## Dataset excerpt:
▼

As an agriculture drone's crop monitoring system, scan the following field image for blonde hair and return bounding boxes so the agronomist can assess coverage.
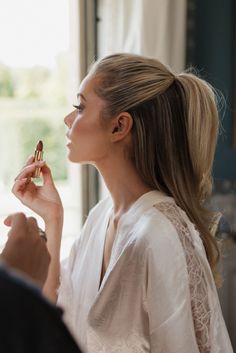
[90,54,219,284]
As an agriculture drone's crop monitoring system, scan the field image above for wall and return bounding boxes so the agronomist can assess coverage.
[187,0,236,179]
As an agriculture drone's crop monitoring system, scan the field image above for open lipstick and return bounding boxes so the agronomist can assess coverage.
[33,140,43,178]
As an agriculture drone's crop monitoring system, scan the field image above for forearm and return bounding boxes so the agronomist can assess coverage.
[43,216,63,303]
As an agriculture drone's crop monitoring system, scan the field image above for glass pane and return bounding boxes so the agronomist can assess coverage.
[0,0,80,257]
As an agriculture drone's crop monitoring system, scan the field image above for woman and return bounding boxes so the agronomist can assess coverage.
[13,54,232,353]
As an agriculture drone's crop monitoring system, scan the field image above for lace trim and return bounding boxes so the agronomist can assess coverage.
[154,202,211,353]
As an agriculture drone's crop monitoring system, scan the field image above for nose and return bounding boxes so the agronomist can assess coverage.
[64,111,75,128]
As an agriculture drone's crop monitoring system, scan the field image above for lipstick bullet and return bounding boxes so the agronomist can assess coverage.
[34,140,43,178]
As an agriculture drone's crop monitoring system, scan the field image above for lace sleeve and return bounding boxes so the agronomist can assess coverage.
[155,202,211,353]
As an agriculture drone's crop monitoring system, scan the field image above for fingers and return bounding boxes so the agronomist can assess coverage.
[11,178,31,198]
[15,161,45,181]
[27,217,39,236]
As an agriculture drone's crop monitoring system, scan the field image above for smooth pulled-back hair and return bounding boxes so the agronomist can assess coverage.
[90,54,219,284]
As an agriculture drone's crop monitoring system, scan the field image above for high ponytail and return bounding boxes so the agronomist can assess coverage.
[90,54,219,284]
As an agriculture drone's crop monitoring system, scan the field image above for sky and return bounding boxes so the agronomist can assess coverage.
[0,0,69,67]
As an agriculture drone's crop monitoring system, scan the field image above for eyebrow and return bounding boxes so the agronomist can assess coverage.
[77,93,86,101]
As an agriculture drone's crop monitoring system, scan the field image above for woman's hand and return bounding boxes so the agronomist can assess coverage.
[0,213,50,287]
[12,156,63,223]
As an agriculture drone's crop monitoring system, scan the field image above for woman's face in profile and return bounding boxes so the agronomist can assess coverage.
[64,75,109,164]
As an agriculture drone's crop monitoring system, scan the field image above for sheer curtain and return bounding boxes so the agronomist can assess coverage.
[98,0,187,71]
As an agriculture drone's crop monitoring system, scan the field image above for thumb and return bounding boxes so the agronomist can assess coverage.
[3,212,26,227]
[41,164,54,185]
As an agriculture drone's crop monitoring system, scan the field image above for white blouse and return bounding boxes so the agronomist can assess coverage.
[58,191,233,353]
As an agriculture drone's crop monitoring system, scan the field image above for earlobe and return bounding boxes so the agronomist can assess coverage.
[112,112,133,142]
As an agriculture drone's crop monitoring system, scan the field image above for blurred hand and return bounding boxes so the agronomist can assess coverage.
[0,213,50,287]
[12,156,63,222]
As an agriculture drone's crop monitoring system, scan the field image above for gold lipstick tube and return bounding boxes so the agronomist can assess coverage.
[33,141,43,178]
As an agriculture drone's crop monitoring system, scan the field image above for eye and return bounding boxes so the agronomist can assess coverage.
[73,104,84,112]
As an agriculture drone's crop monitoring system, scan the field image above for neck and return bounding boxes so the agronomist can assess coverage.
[97,159,152,214]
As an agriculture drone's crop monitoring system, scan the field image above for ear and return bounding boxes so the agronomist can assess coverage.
[111,112,133,142]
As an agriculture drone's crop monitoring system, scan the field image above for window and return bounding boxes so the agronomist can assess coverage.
[0,0,81,257]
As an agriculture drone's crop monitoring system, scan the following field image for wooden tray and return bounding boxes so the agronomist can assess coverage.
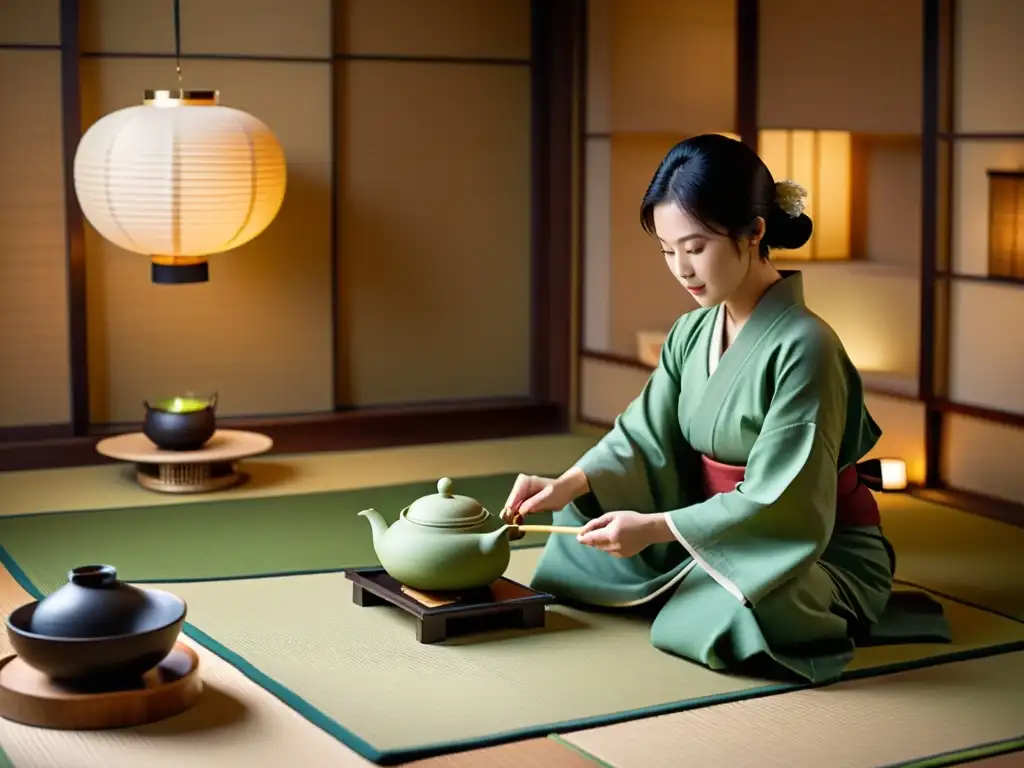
[345,566,555,643]
[0,642,203,730]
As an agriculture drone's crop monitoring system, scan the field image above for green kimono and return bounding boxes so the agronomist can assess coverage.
[531,272,909,682]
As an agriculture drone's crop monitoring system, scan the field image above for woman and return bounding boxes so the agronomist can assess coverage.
[503,135,917,681]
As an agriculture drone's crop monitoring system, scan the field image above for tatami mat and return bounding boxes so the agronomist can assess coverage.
[563,651,1024,768]
[0,568,594,768]
[0,435,594,515]
[0,436,1024,768]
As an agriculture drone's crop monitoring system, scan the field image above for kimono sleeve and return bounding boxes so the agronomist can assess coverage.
[577,312,695,512]
[666,333,849,604]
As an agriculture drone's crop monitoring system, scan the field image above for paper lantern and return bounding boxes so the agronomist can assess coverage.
[75,91,287,284]
[988,171,1024,279]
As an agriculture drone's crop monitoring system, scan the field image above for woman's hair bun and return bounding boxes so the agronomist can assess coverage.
[764,205,814,251]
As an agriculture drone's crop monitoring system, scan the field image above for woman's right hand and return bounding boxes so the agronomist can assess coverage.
[502,468,589,523]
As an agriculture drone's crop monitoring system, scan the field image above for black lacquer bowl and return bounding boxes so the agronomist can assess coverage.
[6,565,187,681]
[142,394,217,451]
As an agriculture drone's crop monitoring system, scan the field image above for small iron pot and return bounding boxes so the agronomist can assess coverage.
[142,393,217,451]
[6,565,187,682]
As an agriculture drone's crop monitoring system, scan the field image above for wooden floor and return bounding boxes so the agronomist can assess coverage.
[0,435,1024,768]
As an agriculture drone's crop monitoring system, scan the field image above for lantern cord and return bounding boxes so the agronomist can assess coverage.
[174,0,181,83]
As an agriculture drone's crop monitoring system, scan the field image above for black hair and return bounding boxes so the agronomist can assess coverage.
[640,133,813,259]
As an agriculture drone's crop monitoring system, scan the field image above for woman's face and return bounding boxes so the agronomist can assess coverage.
[654,203,758,306]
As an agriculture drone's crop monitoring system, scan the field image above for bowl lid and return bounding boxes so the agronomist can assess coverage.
[28,565,153,638]
[406,477,489,528]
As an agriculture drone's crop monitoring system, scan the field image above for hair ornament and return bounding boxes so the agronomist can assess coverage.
[775,179,807,218]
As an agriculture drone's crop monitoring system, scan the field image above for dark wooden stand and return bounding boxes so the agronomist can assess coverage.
[345,567,555,643]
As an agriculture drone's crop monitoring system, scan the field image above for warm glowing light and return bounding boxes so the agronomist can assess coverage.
[988,170,1024,278]
[882,459,906,490]
[758,130,853,260]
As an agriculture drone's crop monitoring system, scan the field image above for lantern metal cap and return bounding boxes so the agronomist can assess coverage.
[142,89,219,106]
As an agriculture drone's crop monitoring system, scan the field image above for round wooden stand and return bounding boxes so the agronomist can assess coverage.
[0,643,203,730]
[96,429,273,494]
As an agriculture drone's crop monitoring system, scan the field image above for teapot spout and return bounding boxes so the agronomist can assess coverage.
[359,509,387,548]
[480,525,512,555]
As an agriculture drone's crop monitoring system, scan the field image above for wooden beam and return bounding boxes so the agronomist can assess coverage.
[919,0,955,488]
[530,0,584,426]
[60,0,91,436]
[0,398,565,472]
[735,0,761,152]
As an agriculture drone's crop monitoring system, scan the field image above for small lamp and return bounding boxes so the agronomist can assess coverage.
[988,170,1024,278]
[857,459,907,494]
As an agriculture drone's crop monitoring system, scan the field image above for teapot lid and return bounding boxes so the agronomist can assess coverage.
[406,477,488,528]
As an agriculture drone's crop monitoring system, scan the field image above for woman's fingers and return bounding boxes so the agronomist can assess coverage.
[519,485,553,515]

▲

Copy out every line of the records above word for word, leaving out the pictures.

## SOLUTION TO THIS TASK:
As an agriculture drone's crop monitoring system, scan the following field image for blonde hair and return bounding boxes so the agronomist can assess coverage.
[90,54,219,284]
As an agriculture drone's crop monitoring system, scan the field image above for wall and return bounding boxes so the agronomist can assess coverage.
[187,0,236,179]
As an agriculture drone's crop monitoring system, scan the field image above for open lipstick and return bounding boxes so the agronomist can assess coverage.
[33,140,43,178]
As an agriculture drone's crop monitoring system, scan the field image above for forearm and return bounding boxes so the agronomist can assess coverage.
[43,216,63,303]
As an agriculture drone's crop monitoring system, scan the field image above for glass pane and return bounding boxes so the agronomist can assess coverage.
[0,0,80,257]
As an agriculture drone's crop monitoring system, scan the field image above for woman and return bounding boxes so the agronomist can assess coverage.
[13,54,232,353]
As an agriculture drone's crop monitoring system, scan the field image above for lace trim and return bounding boxes so the agronomist can assess coverage.
[154,202,211,353]
As an agriculture drone's crop monitoring system, scan the field image above for nose and return bounding boxes so the agronomist can assess coverage.
[64,111,75,128]
As an agriculture drone's crop monitoring system, scan the field image above for lipstick bullet and return bounding boxes so the agronomist can assess coverage.
[34,140,43,178]
As an agriculture drone's crop monitoring system, scan the field image above for lace sleeve and return bounding boxes so the agronomist can assess coverage.
[155,202,211,353]
As an agriculture drone's crop monitoring system, scan the field image above for fingers and return bounding boxes so the agronomist can assess coverage.
[11,178,31,198]
[15,161,45,181]
[27,217,39,236]
As an agriculture drone's crop monitoring system, scan the field image above for smooth pulled-back hair and return bounding boxes so the agronomist can assess coverage.
[90,54,219,284]
As an agriculture drone's crop monitoring system, scan the field image above for high ponytail and return bounding boxes so the agronomist can assess coverage.
[90,54,219,284]
As an agriculture drone's crop monitoring system, scan the field image above for sky and return bounding boxes so the agronomist can assess coverage.
[0,0,69,67]
As an agriculture drone's crop monitoring system, scan the field image above for eyebrow and return bounding boxes so the agronomist can assess coverage.
[77,93,86,101]
As an agriculture drone's crop monitoring system, scan the field image above for woman's hand and return bounding boxes so the agronomist can assess coverage.
[0,213,50,287]
[12,156,63,223]
As an agriculture drone's crop monitoring system, scan the field image above for woman's face in profile and return bounding boxes so the agronomist can assess coverage.
[64,75,109,164]
As an agriculture drone's crop monitoring system, scan the field image above for sheer curtain and return bounding boxes so the agronomist can assess coverage.
[98,0,187,71]
As an agriculture drone's crop monitoring system, scan the field image above for thumb and return bounding boxes so the agronomist can assess coverage.
[3,212,26,227]
[41,164,54,185]
As an agriculture drone's crop monitoring system, scan the field image above for white blouse and return bounding boxes so the agronomist can assess coverage.
[58,191,233,353]
As an agriculture drone's crop monitoring system, scan the field image above for earlobe and return bounding boxes so the agronomist can assess coverage.
[112,112,133,142]
As an agriculture drone's crop monitoring system, scan the field image above for blurred hand and return bounding boxes so the agronomist can assess coverage.
[0,213,50,287]
[12,156,63,222]
As an agriculture drone's crop monitoring system, scan the field image above for gold lipstick tube and return bounding boxes so the agronomist can assess coverage.
[33,141,43,178]
As an agriculture drone's crop monitoring system, scan the field image above for eye and return bounding boxes so the agronomist can assess coverage.
[73,104,84,112]
As an agriculture drone's crop monitoring system, scan the field image above for neck and return bounding boxes so the agronomist can assess coverage.
[97,159,152,214]
As an agriculture drone's crop monitoring system, scan the field image above for ear and return bounding boxes so the agronomist can assess coverage.
[111,112,133,142]
As an agriculture drone's crop monitoring system, scan the field image above for window and return bounding boxes so the agronomist can assess coverage.
[0,0,81,257]
As an agriculture drone's crop monitoring system, scan the following field image for wooden tray and return bounding boxes so the agronomist can assess coverage.
[345,566,555,643]
[0,642,203,730]
As an agriculture drone's crop monitoring system, scan the field image above for green kimono and return bounding boxes so the agronomist can assess coverage.
[531,272,909,682]
As an agriculture drone's crop monitoring system, scan the field image above for woman and return bounding boxes so the agronomist can assess coverage.
[503,135,917,681]
As an agriculture drone's crop monitoring system, scan the field image above for tatami mat and return bounding boxes so the agronomist can assess coverage.
[563,651,1024,768]
[0,568,594,768]
[0,435,594,515]
[0,436,1024,768]
As an agriculture drone's crop monitoring system, scan the field image above for kimono sleeve and return bounding boxes so the agronomist can assess coverage.
[577,312,695,512]
[666,333,849,604]
As an agriculture drone's crop monitoring system, scan the field image above for paper lantern and return bounding boxes so the agronomist can assess coverage.
[75,91,287,284]
[988,171,1024,279]
As an agriculture drone's crop monitoring system, scan the field image above for woman's hair bun and return bounding boxes so the agronomist can assess coverage.
[764,205,814,251]
As an agriculture drone's crop monitoring system, scan the field image above for woman's right hand and return bounding boxes so the agronomist can assess coverage.
[502,468,589,523]
As an agriculture drone's crop monitoring system, scan the field image above for black lacquer bowl and return bounding boxes so the agronomist can assess coverage.
[6,565,187,681]
[142,394,217,451]
As an agriculture drone's crop monitoring system, scan the field image above for small iron pot and return bounding boxes so the agronomist can assess coverage.
[142,393,217,451]
[6,565,187,682]
As an agriculture drone's crop monitoring system, scan the field image above for wooden floor and return bounding boxes so the agronomist can assess coverage.
[0,435,1024,768]
As an agriculture drone's crop monitoring system, scan the field image above for lantern cord and return bounding boxes so the agronomist can assess coverage.
[174,0,181,83]
As an agriculture drone's crop monitoring system, scan the field image above for black hair and return bounding boxes so the agronomist can assess coverage.
[640,133,813,259]
As an agriculture drone's crop monitoring system, scan the field image above for woman's face and return bounding boxes so the agronomist can assess coverage.
[654,203,758,306]
As an agriculture drone's crop monitoring system, scan the field image above for bowl lid and return bounding boxes so the agronomist can assess coverage.
[28,565,153,638]
[406,477,489,528]
As an agriculture drone's crop monitoring system, scan the field image above for hair ornament and return bounding boxes so the agronomist can assess coverage.
[775,179,807,218]
As an agriculture drone's crop monitoring system, scan the field image above for dark wooden stand and return bounding boxes so the agronomist can assess coverage.
[345,567,555,643]
As an agriculture drone's crop monitoring system, scan the field image above for warm glowing light and return bounding boxes so the agronomist can assess coverage.
[988,170,1024,278]
[882,459,906,490]
[758,130,853,260]
As an agriculture drone's crop monitoring system, scan the field image above for lantern metal cap and return bounding boxes so the agronomist can assess coverage.
[142,89,219,106]
As an agriculture drone's crop monitoring system, scan the field image above for round wooden stand and return bounding boxes so the agronomist can assess coverage.
[0,643,203,730]
[96,429,273,494]
As an agriculture drone's crop monitoring system, scan the field image above for teapot spout and return bounding boxes so the agronomist can assess coverage.
[359,509,387,548]
[480,525,512,555]
As an agriculture drone's crop monitoring system, scan the field image above for wooden beam and return bounding boxes so the agronomist can assess coverage.
[919,0,955,488]
[530,0,584,426]
[60,0,91,436]
[0,398,565,472]
[735,0,761,152]
As an agriculture drone's crop monitoring system, scan the field image above for small lamp and return bounding boxes so the agronomist can assess coverage.
[988,170,1024,278]
[857,459,907,494]
As an agriculture drone's crop monitoring system, scan the field image above for teapot lid and return bounding boxes so the agronomist can assess coverage.
[406,477,488,528]
As an agriculture drone's crop monitoring system, scan the field image above for woman's fingers and return bounding boxes so the agronomist can assess coverage.
[519,485,553,515]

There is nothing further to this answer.